**Instruction 1**.
Quote the listing word for word, from the line containing "If you could point to the green" through the end of the listing, with both ends included. Leave out any pictures.

**Text block**.
· · · ·

Chad Spann (born August 4, 1988) is a former American football running back. He was signed by the Indianapolis Colts as an undrafted free agent in 2011. He played college football at Northern Illinois University.

In 2010, as a college senior, he rushed for 1,388 yards, led the nation with 22 rushing touchdowns, and contributed to the Huskies first 11-win season.

Early years
Spann attended North Central High School in Indianapolis, where he was a first-team all-state selection his senior season.  He holds the school single-season and career rushing yardage and touchdown records.

College career
As a college player, Spann established a new single-season touchdown record for Northern Illinois. Spann received the Vern Smith Leadership Award given by the Mid-American Conference.

College highlights
2010 Vern Smith Leadership Award Winner
2010 MAC Offensive Player of the Year
2x 1st Team All MAC
Back to Back 1000 yd seasons
Led nation in rushing TDs (2010)

· · · ·

Pointing dataset records:

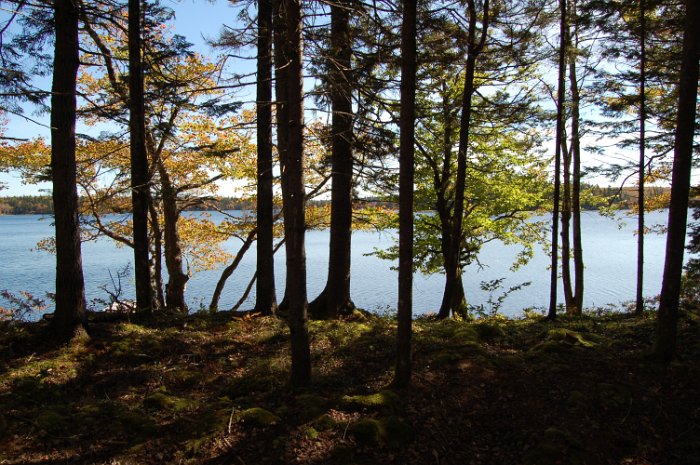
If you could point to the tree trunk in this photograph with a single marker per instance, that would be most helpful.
(402, 374)
(228, 271)
(639, 307)
(177, 279)
(450, 302)
(574, 304)
(281, 55)
(552, 313)
(576, 190)
(565, 214)
(157, 255)
(667, 321)
(266, 299)
(69, 317)
(335, 298)
(293, 200)
(139, 163)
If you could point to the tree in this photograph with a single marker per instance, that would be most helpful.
(639, 37)
(474, 48)
(266, 299)
(563, 26)
(139, 164)
(335, 297)
(402, 374)
(571, 202)
(69, 317)
(294, 198)
(667, 320)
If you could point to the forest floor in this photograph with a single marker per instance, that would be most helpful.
(211, 389)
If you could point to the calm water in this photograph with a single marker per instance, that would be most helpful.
(609, 255)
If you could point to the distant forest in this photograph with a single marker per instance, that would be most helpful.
(612, 196)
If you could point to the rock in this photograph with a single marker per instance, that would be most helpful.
(257, 417)
(384, 401)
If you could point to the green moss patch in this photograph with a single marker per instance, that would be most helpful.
(384, 401)
(164, 401)
(258, 417)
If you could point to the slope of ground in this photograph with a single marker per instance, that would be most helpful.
(210, 389)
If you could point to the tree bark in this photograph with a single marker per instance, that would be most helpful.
(639, 307)
(450, 302)
(402, 374)
(69, 317)
(576, 190)
(561, 89)
(667, 319)
(281, 58)
(157, 255)
(139, 164)
(228, 271)
(293, 199)
(177, 279)
(266, 299)
(335, 298)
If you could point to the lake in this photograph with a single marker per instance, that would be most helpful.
(609, 256)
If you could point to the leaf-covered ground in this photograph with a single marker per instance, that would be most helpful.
(211, 390)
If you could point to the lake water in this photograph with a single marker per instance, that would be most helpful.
(609, 256)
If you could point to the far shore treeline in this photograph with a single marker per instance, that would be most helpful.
(614, 197)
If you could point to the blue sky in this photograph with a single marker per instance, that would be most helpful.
(197, 20)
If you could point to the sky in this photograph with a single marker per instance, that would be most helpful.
(197, 20)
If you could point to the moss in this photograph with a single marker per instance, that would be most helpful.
(311, 405)
(184, 378)
(489, 332)
(568, 336)
(466, 334)
(389, 430)
(3, 426)
(577, 398)
(52, 420)
(342, 453)
(367, 431)
(311, 433)
(384, 401)
(325, 423)
(257, 417)
(455, 354)
(164, 401)
(197, 445)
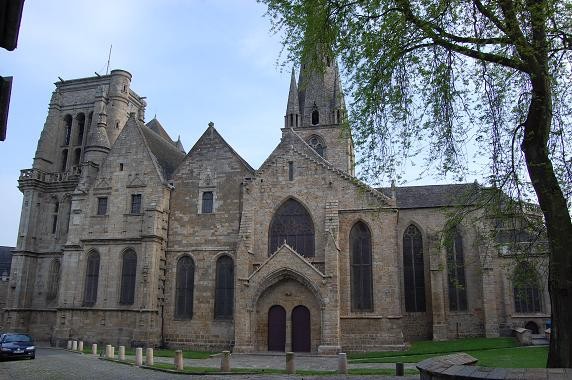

· · · ·

**Instruction 2**.
Print the Chad Spann text in full, word for word.

**Exercise response 1**.
If you could point to the green moss patch in this photograph with a single marker per instance, that would be most helpful.
(384, 401)
(164, 401)
(258, 417)
If you could point to the slope of ground in this photograph with a single marker per instance, that would be most helpful.
(210, 389)
If you could point to the tree bark in this photograph with a single marker per instance, that would be most helpful.
(639, 307)
(450, 302)
(402, 374)
(69, 317)
(576, 190)
(561, 89)
(667, 319)
(281, 58)
(157, 255)
(139, 164)
(228, 271)
(293, 199)
(177, 279)
(266, 299)
(335, 298)
If you could point to the lake in this photograph with a single marker per instance, that would be most helpful.
(609, 256)
If you could point to the leaf-covered ground in this photograph with a single marker per instance, that would be most helpful.
(211, 390)
If you could point to the lake water in this photograph with a single marker per instance, that would be most helpful.
(609, 256)
If you could point to the far shore treeline in this photograph with a single marker per instance, that would be most helpful.
(614, 197)
If you could point to the blue sky in this photograph with a single marker per instance, that would be most helpful.
(197, 20)
If you could point to the sky in this photograph with a single marker per instance, that would be most helpful.
(197, 20)
If you could point to the moss in this photograph with a single marker per instance, that would be most helpful.
(311, 405)
(184, 378)
(489, 332)
(568, 336)
(466, 334)
(389, 430)
(3, 426)
(577, 398)
(52, 420)
(342, 453)
(367, 431)
(311, 433)
(384, 401)
(325, 423)
(257, 417)
(455, 354)
(164, 401)
(197, 445)

**Exercise response 2**.
Chad Spann (born August 4, 1988) is a former American football running back. He was signed by the Indianapolis Colts as an undrafted free agent in 2011. He played college football at Northern Illinois University.

In 2010, as a college senior, he rushed for 1,388 yards, led the nation with 22 rushing touchdowns, and contributed to the Huskies first 11-win season.

Early years
Spann attended North Central High School in Indianapolis, where he was a first-team all-state selection his senior season.  He holds the school single-season and career rushing yardage and touchdown records.

College career
As a college player, Spann established a new single-season touchdown record for Northern Illinois. Spann received the Vern Smith Leadership Award given by the Mid-American Conference.

College highlights
2010 Vern Smith Leadership Award Winner
2010 MAC Offensive Player of the Year
2x 1st Team All MAC
Back to Back 1000 yd seasons
Led nation in rushing TDs (2010)